### YOUR INSTRUCTIONS
Begin with the first line of the entries below. Copy each line exactly, stopping after the one that contains "A single pin marks each instance of the roof".

(MATERIAL TO PROCESS begins)

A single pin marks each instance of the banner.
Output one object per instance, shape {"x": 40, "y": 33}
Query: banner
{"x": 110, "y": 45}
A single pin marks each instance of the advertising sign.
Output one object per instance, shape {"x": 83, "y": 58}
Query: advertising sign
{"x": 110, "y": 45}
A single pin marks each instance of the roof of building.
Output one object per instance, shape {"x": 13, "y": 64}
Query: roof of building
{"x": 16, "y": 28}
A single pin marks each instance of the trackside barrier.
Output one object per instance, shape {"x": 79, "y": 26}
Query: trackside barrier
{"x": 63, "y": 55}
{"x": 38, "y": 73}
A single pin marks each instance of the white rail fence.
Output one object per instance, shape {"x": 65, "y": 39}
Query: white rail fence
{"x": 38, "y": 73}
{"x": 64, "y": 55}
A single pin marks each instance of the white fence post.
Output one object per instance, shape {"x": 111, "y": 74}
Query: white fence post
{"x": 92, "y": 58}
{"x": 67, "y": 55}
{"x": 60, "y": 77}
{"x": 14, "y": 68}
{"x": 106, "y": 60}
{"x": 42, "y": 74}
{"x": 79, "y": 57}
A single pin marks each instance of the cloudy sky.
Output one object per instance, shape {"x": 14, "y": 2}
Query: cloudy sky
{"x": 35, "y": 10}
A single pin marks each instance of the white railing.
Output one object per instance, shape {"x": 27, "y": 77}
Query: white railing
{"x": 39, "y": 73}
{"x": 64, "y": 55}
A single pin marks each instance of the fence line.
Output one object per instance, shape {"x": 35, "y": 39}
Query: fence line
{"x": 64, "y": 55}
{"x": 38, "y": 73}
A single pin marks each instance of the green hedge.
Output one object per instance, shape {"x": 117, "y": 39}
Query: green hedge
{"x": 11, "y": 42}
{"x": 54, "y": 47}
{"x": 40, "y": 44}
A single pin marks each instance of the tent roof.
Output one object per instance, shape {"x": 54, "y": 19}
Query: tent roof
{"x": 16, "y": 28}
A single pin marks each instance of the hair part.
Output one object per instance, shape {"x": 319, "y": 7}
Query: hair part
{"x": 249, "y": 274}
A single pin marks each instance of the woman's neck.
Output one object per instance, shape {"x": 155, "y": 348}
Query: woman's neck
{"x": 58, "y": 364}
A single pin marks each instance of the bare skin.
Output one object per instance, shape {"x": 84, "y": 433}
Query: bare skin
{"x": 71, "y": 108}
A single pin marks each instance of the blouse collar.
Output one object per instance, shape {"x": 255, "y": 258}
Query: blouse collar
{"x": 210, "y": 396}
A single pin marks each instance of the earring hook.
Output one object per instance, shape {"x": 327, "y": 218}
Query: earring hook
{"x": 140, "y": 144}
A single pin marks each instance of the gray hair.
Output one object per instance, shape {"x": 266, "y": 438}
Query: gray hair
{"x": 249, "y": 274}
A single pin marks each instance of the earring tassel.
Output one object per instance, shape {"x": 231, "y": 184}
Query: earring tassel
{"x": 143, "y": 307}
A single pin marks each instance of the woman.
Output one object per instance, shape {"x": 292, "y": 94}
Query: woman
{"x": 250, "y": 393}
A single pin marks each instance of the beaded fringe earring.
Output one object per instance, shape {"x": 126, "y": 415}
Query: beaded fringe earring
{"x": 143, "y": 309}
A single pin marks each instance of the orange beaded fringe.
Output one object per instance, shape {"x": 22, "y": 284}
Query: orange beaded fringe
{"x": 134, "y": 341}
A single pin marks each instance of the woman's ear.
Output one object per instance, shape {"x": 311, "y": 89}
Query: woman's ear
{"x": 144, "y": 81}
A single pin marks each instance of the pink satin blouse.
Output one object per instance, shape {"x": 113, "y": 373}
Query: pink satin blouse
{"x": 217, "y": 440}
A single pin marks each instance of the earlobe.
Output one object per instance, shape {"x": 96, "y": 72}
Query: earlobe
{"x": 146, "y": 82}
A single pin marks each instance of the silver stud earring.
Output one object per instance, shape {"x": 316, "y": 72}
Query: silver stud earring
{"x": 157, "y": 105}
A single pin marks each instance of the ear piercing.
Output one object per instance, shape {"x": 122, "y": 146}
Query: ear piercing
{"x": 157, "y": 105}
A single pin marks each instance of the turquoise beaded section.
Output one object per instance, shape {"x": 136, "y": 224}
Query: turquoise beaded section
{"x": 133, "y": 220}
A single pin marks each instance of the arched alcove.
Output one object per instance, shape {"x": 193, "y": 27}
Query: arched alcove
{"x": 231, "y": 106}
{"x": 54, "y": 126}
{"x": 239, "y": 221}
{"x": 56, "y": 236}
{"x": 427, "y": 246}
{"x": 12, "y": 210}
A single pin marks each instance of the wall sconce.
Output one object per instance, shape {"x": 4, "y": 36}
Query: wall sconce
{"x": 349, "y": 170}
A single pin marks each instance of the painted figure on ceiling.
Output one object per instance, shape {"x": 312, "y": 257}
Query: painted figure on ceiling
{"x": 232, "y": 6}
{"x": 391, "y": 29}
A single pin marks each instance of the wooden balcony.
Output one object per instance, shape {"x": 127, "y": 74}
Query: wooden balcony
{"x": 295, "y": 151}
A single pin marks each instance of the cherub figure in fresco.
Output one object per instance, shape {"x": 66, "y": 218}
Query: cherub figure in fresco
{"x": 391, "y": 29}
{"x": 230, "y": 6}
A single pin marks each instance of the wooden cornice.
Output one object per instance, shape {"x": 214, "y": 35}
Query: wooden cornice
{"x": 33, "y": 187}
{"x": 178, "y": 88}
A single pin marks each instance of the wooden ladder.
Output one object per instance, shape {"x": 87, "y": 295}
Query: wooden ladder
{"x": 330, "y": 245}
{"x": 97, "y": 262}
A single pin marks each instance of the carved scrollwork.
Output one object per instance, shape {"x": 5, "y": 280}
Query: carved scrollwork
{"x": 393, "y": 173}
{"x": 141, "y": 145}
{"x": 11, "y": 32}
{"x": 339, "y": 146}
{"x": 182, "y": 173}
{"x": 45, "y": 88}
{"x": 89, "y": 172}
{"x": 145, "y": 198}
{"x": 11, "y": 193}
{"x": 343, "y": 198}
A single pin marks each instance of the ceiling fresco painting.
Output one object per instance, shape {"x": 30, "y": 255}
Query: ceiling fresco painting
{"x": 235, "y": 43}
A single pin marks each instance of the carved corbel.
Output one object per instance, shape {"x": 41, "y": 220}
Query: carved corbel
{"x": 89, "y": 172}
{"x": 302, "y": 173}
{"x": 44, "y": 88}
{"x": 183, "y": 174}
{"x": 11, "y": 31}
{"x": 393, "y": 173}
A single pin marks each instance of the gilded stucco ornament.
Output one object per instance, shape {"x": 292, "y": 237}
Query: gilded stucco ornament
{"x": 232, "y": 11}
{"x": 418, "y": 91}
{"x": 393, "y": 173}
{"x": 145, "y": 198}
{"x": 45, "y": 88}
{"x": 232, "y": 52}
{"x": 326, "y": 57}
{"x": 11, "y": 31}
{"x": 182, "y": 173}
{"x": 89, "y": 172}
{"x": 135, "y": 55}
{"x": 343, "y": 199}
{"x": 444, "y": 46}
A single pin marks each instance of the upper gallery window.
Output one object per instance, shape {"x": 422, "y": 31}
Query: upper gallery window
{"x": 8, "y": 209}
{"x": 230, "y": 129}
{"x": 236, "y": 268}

(MATERIAL TO PROCESS ends)

### EXERCISE SOLUTION
A single pin marks each instance of the banner.
Output one object per instance, shape {"x": 40, "y": 33}
Query: banner
{"x": 110, "y": 45}
A single pin marks each instance of the advertising sign.
Output one object per instance, shape {"x": 83, "y": 58}
Query: advertising sign
{"x": 110, "y": 45}
A single pin marks each instance of the roof of building.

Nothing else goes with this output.